TEXT PROVIDED —
How did this team try to circumvent the out-of-order write using ScyllaDB? Initially, they implemented a read-before-write prior to every write. This effectively caused their number of reads to spike.

After we met with them and analyzed their situation, we improved their application and database performance considerably by simply manipulating the timestamp of their writes. That’s the same approach that another customer of ours, Zillow, uses to handle out-of-order events.

Engagement Platform: TTL’d Data (ScyllaDB Self-Managed to ScyllaDB Cloud)

Next, let’s look at a migration across different flavors of the same database: a ScyllaDB to ScyllaDB migration. An engagement platform company decided to migrate from a self-managed on-premises ScyllaDB deployment to the ScyllaDB Cloud managed solution, so we helped them move data over.

No data modeling changes were needed, greatly simplifying the process. Though we initially suggested carrying out an online migration, they chose to take the offline route instead.

Why an Offline Migration?

An offline migration has some clear drawbacks: There’s a data loss window equal to the time the migration takes and the process is rather manual. You have to snapshot each node, copy the snapshots somewhere and then load them into the target system. And if you choose not to dual-write, switching clients is a one-way move; going back would mean losing data.

We discussed those risks upfront, but the team decided that these risks wouldn’t outweigh the benefits and simplicity of doing it offline. (They expected most of their data to be expired with TTL (Time to Live) eventually).

Before the production migration, we tested each step to better understand the potential data loss window.

In most cases, it is also possible to completely shift from data loss to a temporary inconsistency when carrying out an offline migration. After you switch your writers, you simply repeat the migration steps again from the source database (now a read-only system), therefore restoring any data that wasn’t captured as part of the initial snapshot.

A Typical TTL-Based Migration Flow

This team used TTL data to control their data expiration, so let’s discuss how a migration with TTL data typically works.

First, you configure the application clients to do dual-writing but keep the client reading only from the existing source of truth. Eventually, the TTL on that source of truth expires. At this point, you can switch the reads to the new target database and all data should be in sync.

How the Migration Actually Played Out

In this case, the client was only reading and writing against a single existing source of truth. With the application still running, the team took an online snapshot of their data across all nodes. The resulting snapshots were transferred to the target cluster and we loaded the data using Load and Stream (a ScyllaDB extension that builds on the Cassandra nodetool refresh command).

Rather than simply loading the data for the node and discarding the tokens, which the node is not a replica for, Load and Stream actually streams the data to other cluster members. This greatly simplifies the overall migration process. Instead of just loading the data and dropping the tokens that aren’t needed, Load and Stream actually streams the data to other nodes in the cluster.

After the team’s Load and Stream completed, the client simply switched reads and writes over to the new source of truth.

Messaging App: Shadow Cluster (Cassandra to ScyllaDB)

Next, let’s explore how a messaging app company approached the challenge of migrating more than a trillion rows from Cassandra to ScyllaDB.

Since Cassandra and ScyllaDB are API compatible, such migrations shouldn’t require any schema or application changes. However, given the criticality of their data and consistency requirements, an online migration approach was the only feasible option. They needed zero user impact and had zero tolerance for data loss.

SET TASK 1 —
List each line in the records below that contains the string "blue".

RECORDED INFORMATION —
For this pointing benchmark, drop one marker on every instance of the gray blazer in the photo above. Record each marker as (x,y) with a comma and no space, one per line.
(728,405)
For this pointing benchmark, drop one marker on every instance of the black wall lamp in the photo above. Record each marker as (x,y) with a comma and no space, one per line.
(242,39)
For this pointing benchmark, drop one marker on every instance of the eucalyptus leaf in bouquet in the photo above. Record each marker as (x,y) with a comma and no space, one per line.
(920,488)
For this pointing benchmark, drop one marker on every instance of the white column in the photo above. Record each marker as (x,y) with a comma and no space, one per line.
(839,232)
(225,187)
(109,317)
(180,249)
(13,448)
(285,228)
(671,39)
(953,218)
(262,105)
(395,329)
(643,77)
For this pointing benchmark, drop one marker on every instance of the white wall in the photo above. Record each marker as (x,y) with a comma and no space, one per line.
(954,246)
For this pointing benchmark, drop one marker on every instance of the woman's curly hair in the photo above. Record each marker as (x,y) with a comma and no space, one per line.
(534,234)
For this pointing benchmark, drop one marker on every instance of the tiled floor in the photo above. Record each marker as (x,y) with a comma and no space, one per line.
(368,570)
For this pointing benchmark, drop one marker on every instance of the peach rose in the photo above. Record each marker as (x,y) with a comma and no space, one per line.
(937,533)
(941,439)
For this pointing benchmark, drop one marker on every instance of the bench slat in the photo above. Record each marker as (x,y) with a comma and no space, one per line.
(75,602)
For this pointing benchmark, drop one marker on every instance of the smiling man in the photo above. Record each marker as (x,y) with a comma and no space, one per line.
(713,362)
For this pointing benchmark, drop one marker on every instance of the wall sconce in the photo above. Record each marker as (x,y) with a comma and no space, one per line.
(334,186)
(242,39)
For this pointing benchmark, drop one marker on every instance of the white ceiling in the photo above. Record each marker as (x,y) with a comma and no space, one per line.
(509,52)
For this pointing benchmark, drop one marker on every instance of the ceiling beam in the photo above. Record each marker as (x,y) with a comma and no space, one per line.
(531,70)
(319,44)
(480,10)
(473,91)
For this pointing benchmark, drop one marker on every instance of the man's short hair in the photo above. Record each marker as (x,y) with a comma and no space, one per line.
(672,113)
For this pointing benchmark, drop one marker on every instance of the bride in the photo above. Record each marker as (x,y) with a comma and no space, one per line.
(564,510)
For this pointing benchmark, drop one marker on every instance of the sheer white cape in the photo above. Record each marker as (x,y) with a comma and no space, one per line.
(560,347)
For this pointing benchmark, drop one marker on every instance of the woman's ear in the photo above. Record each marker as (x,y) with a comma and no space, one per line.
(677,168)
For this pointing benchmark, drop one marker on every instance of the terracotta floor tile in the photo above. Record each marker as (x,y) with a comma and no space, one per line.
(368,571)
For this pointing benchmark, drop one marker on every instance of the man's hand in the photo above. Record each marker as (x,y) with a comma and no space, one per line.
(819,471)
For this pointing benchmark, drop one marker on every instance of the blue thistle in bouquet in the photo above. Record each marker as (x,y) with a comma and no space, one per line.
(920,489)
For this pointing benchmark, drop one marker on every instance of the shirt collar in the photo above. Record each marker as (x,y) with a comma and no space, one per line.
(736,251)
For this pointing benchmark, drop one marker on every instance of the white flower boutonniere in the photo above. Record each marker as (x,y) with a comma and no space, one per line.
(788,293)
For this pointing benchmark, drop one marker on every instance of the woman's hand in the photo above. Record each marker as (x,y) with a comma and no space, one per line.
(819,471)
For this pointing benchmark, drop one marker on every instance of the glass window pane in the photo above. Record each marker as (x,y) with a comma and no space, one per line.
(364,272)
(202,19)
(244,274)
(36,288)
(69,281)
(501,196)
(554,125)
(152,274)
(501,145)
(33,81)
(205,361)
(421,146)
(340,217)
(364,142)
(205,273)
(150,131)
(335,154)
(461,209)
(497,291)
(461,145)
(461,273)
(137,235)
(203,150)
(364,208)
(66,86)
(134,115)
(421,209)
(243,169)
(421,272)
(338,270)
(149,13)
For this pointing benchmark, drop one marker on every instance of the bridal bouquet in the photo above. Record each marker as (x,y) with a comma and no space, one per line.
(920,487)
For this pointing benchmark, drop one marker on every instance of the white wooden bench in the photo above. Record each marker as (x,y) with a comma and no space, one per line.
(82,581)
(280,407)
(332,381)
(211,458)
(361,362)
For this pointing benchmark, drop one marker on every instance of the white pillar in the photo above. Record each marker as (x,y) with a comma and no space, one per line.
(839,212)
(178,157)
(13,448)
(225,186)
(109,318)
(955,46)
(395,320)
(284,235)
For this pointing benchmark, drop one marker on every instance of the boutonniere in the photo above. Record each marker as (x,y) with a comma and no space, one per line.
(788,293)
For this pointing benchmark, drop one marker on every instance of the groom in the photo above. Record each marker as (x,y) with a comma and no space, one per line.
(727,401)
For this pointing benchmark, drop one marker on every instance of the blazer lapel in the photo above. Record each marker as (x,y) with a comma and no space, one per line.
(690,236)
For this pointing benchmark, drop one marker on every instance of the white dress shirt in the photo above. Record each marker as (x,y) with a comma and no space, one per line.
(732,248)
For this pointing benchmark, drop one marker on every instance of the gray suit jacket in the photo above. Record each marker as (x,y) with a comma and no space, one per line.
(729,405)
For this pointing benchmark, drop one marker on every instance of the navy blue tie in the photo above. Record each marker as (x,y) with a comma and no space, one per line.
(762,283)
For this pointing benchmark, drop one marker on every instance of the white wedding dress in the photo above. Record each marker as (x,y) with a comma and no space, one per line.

SET TASK 2 —
Pick up the text on migrating databases to ScyllaDB, shown above the records, from where it stops.

WRITTEN ANSWER 1 —
For this pointing benchmark, drop one marker on every instance of the blue thistle in bouquet in the photo above. Record each marker as (x,y) with a comma and no space, one per line.
For this pointing benchmark, drop one marker on every instance of the navy blue tie in the photo above. Record each marker as (x,y) with a comma and no space, one per line.

WRITTEN ANSWER 2 —
Using a Shadow Cluster for Online Migration

The team opted to create a “shadow cluster.” A shadow cluster is a mirror of a production cluster that has the same data (mostly) and receives the same reads and writes. They created it from the disk snapshots from nodes in the corresponding production cluster. Production traffic (both reads and writes) was mirrored to the shadow cluster via a data service that they created for this specific purpose.

With a shadow cluster, they could assess the performance impact of the new platform before they actually switched. It also allowed them to thoroughly test other aspects of the migration, such as longer-term stability and reliability.

The drawbacks? It’s fairly expensive, since it typically doubles your infrastructure costs while you’re running the shadow cluster. Having a shadow cluster also adds complexity to things like observability, instrumentation, potential code changes and so on.

Negotiating Throughput and Latency Trade-offs During Migration

One notable lesson learned from this migration: how important it is to ensure the source system stability during the actual data migration. Most teams just want to migrate their data as fast as possible. However, migrating as fast as possible could affect latencies, and that could be a problem when low latencies are critical to the end users’ satisfaction.

In this team’s case, the solution was to migrate the data as fast as possible, but only up to the point where it started to affect latencies on the source system.

And how many operations per second should you run to migrate? At which level of concurrency? There’s no easy answer here. Really, you have to test.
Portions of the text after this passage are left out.